■ EXERCISE DIRECTIONS: Using the entries below, transcribe exactly the line containing "Corridor-survey task: point out each instance of the large" and each line that follows it to the end.

■ DATA FOR PROCESSING:
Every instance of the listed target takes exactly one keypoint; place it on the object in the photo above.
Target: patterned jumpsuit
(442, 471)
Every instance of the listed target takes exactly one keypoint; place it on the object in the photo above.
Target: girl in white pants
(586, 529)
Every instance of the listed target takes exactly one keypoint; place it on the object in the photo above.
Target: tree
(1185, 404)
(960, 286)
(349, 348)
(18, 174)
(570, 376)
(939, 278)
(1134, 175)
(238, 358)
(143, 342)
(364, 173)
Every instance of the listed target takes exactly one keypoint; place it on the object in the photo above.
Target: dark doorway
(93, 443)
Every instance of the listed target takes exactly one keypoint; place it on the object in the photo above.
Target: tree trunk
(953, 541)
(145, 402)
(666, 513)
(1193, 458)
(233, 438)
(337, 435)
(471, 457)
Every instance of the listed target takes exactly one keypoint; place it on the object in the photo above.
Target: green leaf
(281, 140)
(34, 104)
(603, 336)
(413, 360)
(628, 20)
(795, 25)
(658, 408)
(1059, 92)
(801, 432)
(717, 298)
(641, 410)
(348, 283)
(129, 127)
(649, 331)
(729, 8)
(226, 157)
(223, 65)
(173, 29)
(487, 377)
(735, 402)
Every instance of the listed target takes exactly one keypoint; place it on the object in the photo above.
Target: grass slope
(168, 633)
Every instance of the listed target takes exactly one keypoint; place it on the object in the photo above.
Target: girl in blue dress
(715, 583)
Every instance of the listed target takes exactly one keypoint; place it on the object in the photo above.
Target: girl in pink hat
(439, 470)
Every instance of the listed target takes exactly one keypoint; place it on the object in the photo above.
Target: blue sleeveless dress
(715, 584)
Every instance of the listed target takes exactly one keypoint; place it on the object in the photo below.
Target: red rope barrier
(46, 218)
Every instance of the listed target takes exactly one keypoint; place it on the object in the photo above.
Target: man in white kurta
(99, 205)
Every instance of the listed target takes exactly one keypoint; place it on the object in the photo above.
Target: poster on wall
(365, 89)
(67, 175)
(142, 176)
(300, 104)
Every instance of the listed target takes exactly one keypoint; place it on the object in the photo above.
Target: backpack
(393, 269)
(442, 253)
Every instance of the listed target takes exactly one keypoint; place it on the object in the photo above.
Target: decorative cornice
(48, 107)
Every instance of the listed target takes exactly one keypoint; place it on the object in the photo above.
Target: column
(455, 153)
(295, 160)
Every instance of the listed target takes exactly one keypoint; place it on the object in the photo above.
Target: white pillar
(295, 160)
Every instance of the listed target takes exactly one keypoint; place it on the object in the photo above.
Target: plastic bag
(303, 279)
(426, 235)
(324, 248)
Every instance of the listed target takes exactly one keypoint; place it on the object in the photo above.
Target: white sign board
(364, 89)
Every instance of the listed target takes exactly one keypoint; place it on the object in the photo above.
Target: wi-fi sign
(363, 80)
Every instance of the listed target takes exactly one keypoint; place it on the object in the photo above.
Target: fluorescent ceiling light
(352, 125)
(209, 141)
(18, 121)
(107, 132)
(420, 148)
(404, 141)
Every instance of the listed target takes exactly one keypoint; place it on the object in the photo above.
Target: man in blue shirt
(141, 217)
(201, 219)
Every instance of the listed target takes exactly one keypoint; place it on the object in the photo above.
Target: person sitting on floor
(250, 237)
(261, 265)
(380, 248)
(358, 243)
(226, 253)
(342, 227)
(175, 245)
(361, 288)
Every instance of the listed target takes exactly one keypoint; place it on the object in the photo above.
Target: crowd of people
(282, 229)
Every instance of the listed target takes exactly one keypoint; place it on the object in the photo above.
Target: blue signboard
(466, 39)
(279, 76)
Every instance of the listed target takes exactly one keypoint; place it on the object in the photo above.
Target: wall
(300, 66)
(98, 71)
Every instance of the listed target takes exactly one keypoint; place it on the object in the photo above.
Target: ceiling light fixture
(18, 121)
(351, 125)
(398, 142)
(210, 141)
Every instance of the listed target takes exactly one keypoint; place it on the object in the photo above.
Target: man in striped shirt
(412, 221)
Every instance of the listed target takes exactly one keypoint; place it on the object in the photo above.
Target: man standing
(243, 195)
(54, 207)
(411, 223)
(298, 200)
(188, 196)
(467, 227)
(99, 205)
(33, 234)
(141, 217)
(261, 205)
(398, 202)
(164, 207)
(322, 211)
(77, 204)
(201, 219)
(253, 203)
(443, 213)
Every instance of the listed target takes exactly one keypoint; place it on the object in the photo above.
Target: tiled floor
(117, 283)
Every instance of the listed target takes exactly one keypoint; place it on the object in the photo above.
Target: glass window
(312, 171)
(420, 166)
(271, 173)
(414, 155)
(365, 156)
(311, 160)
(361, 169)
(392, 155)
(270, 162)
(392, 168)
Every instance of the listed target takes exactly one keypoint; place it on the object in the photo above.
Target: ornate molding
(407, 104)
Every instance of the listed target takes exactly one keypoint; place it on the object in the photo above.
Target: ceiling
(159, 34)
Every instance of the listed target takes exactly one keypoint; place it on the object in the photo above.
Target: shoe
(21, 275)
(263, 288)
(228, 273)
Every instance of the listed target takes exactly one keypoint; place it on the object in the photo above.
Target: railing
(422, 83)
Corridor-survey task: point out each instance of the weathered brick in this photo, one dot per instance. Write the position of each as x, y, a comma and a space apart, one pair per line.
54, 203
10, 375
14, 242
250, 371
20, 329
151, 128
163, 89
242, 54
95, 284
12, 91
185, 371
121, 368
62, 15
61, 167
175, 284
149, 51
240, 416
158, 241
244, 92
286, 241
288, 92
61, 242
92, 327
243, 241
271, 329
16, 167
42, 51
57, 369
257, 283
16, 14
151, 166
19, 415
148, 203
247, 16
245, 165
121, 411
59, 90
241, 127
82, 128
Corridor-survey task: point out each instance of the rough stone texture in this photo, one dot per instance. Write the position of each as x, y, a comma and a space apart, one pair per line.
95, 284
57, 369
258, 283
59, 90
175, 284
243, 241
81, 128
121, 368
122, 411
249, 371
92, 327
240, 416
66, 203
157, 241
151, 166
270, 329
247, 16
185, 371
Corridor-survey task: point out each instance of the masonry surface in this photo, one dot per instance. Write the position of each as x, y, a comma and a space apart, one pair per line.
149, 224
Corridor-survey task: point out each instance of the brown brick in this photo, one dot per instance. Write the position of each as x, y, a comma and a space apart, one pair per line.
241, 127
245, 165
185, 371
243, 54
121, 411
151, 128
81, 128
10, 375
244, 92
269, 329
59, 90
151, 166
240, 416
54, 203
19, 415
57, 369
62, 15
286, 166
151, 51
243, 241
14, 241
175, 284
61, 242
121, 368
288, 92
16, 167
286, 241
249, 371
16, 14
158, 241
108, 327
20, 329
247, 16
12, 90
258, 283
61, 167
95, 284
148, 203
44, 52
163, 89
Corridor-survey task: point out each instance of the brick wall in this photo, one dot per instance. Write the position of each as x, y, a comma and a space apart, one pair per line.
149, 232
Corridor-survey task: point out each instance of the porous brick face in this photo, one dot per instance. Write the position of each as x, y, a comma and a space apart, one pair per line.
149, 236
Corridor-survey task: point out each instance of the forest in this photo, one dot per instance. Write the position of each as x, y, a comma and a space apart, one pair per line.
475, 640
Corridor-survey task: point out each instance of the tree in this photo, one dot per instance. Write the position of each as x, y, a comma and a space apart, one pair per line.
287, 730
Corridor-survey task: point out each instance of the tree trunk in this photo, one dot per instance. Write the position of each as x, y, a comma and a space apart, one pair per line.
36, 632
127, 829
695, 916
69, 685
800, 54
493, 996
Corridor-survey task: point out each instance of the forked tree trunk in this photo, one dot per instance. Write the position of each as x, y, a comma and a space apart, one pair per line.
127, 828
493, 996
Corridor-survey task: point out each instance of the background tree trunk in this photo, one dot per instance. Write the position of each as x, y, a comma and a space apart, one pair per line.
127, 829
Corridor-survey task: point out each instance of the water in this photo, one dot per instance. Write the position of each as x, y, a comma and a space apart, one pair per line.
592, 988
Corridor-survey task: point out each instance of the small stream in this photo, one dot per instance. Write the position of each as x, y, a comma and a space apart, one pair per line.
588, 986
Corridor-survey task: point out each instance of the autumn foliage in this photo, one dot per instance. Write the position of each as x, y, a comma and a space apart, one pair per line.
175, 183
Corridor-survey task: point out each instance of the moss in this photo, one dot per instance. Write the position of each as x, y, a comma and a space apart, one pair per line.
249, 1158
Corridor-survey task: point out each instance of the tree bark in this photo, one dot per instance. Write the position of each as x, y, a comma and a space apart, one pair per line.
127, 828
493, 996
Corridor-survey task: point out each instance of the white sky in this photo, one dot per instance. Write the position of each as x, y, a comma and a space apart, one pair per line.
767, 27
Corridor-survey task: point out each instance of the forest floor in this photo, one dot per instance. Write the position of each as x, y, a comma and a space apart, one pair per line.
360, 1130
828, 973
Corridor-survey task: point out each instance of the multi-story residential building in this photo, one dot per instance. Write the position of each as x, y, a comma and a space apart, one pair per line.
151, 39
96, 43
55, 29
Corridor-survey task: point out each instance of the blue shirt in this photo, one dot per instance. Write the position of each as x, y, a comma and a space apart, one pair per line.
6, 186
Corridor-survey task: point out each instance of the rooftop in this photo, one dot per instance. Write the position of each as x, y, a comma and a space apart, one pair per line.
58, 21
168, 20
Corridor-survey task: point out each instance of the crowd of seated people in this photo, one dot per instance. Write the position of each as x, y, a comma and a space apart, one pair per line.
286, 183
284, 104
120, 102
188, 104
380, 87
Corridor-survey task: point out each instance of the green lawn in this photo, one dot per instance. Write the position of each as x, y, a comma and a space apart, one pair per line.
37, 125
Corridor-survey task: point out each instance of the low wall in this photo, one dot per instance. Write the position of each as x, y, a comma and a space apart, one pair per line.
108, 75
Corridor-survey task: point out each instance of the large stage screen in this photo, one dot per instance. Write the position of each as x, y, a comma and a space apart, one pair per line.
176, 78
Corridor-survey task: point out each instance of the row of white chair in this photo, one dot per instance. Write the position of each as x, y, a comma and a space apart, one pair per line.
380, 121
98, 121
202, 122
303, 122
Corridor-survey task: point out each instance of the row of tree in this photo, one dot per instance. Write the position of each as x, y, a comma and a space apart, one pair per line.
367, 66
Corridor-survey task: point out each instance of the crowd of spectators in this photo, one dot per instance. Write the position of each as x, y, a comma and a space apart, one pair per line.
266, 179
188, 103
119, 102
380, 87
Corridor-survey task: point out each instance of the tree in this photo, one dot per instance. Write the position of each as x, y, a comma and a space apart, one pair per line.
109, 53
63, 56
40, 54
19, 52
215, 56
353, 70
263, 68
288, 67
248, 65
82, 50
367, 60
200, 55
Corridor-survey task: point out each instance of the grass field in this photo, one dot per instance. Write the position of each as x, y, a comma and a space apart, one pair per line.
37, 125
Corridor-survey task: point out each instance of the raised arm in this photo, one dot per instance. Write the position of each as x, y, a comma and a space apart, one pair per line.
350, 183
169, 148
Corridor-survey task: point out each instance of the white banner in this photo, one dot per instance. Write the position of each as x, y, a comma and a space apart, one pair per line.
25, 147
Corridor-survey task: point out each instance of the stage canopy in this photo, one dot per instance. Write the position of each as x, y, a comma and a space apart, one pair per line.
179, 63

■ THE RESULT:
Corridor-survey task: point out each instance of the large stage screen in this photo, one dot per instance. Write the position of each as x, y, a comma and a space apart, one pair per line.
176, 78
Corridor-survey task: point out each instance of the row of white chair in this photo, one dot per instance. Write the position of each as x, y, a comma and a space apart, one pair per line.
380, 121
98, 121
202, 122
303, 122
Corridor-survey task: point out each instance of the row of tree in this photo, one dot per instance. Write the position of each as x, y, a comma and a space apart, one pair per line.
367, 66
Corridor-survey task: point out each instance of the crowd of spectators in this photo, one dot per instance. Write the position of each as x, y, a comma and a space apart, one pair per line.
266, 179
188, 103
119, 102
380, 87
Corridor-survey task: point out each instance of the tree in this photo, one dot per instance. Write the position of each as x, y, a comma and a space apart, one pair per line.
109, 53
63, 56
40, 54
19, 52
215, 56
353, 70
263, 68
288, 67
248, 65
82, 50
367, 60
200, 55
Corridor-survey task: point out each instance of the grass field in this photo, one dot per instance. Write the position of each as x, y, a comma and a space apart, one pair per line.
37, 125
Corridor-survey task: point out each instance of the raised arm in this photo, one dot per instance. Write the position of each as x, y, a comma and a space apart, one pair per line.
350, 183
169, 148
Corridor-survey task: point out each instance of the white banner in this photo, one dot per instance. Write the position of each as x, y, a comma and a space apart, one pair per line.
25, 147
Corridor-survey task: point out each instance of the stage canopy in this photo, one dot per instance. Write the position of each as x, y, a comma and a space apart, one pair per line.
179, 63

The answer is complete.